* _TO DO_
In the records below, find the line containing "Please mark the small", then reproduce that line and every one after it to the end, exactly and alone.

(Source data)
┌──
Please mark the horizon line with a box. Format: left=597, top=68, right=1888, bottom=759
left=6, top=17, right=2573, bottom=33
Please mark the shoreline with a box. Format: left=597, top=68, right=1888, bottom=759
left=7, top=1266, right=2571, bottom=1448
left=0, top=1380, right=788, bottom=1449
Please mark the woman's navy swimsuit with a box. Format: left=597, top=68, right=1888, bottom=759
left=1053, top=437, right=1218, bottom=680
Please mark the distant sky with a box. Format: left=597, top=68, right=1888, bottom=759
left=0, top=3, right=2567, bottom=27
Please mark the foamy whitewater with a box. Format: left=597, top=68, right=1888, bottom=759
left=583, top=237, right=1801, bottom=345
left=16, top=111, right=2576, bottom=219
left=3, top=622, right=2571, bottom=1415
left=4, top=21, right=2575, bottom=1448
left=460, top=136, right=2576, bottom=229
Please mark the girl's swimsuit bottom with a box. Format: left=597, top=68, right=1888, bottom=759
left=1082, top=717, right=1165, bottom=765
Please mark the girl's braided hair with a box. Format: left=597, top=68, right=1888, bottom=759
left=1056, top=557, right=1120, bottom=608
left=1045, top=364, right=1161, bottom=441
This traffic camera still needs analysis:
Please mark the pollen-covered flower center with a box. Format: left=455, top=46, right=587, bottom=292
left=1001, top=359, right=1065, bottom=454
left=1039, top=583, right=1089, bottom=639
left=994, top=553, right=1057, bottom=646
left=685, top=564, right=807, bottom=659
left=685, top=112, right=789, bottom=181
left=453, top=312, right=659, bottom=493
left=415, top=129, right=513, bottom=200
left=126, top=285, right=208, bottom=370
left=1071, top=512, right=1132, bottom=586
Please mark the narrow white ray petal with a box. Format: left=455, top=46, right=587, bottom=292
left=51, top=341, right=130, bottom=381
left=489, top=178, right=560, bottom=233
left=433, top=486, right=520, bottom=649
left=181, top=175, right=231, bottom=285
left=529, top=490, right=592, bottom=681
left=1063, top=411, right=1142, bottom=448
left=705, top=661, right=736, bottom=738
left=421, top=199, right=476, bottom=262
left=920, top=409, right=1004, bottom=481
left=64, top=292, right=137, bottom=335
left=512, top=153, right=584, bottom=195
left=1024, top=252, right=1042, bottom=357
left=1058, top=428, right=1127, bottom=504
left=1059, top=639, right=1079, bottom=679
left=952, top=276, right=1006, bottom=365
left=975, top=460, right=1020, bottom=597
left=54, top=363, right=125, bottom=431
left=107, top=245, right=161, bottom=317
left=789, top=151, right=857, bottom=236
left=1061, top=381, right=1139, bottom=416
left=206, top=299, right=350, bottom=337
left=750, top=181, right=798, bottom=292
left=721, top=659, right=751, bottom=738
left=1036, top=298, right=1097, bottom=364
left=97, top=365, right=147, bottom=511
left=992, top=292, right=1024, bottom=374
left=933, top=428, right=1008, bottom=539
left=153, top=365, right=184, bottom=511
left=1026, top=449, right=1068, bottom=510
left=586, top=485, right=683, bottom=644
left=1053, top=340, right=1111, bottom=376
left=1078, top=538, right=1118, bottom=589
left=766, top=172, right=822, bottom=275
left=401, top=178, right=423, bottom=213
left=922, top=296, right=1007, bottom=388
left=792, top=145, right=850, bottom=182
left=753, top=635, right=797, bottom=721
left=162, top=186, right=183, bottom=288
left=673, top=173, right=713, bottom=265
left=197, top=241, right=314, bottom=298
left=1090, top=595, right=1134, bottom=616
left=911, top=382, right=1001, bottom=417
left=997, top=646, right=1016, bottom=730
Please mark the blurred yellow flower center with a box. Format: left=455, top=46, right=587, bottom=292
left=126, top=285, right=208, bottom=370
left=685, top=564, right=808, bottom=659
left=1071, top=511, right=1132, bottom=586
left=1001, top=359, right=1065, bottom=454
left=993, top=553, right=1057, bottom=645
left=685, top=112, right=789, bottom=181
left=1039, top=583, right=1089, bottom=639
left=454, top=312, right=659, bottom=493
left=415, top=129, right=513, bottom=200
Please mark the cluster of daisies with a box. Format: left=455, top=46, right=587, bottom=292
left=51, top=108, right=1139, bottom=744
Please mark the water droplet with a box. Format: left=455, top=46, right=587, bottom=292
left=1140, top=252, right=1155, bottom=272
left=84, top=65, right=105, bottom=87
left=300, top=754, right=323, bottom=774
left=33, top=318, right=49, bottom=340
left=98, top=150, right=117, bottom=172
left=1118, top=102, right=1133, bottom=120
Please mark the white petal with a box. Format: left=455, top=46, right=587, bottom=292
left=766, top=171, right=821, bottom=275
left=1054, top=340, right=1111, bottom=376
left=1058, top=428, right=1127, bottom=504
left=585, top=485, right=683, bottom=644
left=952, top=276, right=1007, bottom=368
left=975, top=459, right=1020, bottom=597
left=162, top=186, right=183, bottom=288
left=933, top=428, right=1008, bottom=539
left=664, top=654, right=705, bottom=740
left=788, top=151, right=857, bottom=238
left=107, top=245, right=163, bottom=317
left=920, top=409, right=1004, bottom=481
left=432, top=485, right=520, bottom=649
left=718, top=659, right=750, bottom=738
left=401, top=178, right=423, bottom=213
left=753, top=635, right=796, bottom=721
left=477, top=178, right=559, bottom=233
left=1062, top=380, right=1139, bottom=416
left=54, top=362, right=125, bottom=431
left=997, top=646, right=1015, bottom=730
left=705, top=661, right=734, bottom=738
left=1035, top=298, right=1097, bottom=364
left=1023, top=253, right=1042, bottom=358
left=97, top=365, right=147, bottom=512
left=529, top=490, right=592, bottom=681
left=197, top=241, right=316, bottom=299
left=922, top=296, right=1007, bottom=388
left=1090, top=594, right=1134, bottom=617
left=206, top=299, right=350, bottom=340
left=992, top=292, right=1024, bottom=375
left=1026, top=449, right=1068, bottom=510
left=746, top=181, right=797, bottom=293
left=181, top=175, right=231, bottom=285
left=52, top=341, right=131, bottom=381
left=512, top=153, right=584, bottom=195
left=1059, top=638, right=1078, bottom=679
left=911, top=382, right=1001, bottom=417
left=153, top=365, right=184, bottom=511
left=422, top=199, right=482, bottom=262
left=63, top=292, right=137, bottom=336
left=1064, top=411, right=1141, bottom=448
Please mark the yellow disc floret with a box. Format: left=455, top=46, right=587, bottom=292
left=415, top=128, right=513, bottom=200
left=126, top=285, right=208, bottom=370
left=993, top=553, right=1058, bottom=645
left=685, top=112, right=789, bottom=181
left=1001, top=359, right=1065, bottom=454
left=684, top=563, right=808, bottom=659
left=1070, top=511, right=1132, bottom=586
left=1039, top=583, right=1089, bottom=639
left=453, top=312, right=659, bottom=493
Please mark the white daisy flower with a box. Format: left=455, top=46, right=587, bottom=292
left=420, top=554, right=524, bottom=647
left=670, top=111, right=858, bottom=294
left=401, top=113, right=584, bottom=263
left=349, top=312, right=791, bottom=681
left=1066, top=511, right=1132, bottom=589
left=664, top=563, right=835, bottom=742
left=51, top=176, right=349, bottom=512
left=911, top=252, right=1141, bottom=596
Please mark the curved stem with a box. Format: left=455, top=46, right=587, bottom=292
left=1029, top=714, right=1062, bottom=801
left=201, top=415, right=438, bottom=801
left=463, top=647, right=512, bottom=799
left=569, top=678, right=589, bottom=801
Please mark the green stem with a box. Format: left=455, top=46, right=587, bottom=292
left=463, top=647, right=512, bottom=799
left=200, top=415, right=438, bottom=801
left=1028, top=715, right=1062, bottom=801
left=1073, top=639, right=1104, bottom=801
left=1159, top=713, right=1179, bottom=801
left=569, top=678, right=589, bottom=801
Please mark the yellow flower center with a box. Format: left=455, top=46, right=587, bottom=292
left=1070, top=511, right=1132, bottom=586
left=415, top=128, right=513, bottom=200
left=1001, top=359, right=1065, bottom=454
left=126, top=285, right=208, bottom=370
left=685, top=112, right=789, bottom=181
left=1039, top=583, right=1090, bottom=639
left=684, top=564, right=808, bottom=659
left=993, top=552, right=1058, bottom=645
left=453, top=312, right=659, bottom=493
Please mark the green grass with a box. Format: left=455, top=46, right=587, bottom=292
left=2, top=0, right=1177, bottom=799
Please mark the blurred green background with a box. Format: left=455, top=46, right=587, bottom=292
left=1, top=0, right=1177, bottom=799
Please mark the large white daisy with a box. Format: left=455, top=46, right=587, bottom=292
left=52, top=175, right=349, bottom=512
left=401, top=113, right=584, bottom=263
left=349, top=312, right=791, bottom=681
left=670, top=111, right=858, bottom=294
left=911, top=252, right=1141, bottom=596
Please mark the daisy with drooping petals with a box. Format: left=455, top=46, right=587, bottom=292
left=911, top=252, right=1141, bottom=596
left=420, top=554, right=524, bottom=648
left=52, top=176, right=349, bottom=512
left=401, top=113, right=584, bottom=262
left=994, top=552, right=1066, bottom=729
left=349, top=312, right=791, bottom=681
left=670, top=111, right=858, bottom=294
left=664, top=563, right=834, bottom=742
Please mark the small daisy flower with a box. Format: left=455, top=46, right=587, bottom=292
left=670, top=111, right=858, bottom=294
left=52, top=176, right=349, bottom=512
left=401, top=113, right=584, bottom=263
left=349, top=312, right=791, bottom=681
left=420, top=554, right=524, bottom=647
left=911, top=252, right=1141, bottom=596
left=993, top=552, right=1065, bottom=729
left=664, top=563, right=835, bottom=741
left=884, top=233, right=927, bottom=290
└──
* _RESULT OF THIS TASK_
Please mark the small daisy flower with a box. Format: left=455, top=46, right=587, bottom=292
left=670, top=111, right=858, bottom=294
left=52, top=176, right=349, bottom=512
left=401, top=113, right=584, bottom=263
left=349, top=312, right=791, bottom=681
left=420, top=554, right=524, bottom=647
left=911, top=252, right=1141, bottom=596
left=993, top=552, right=1065, bottom=729
left=664, top=563, right=835, bottom=741
left=884, top=233, right=927, bottom=290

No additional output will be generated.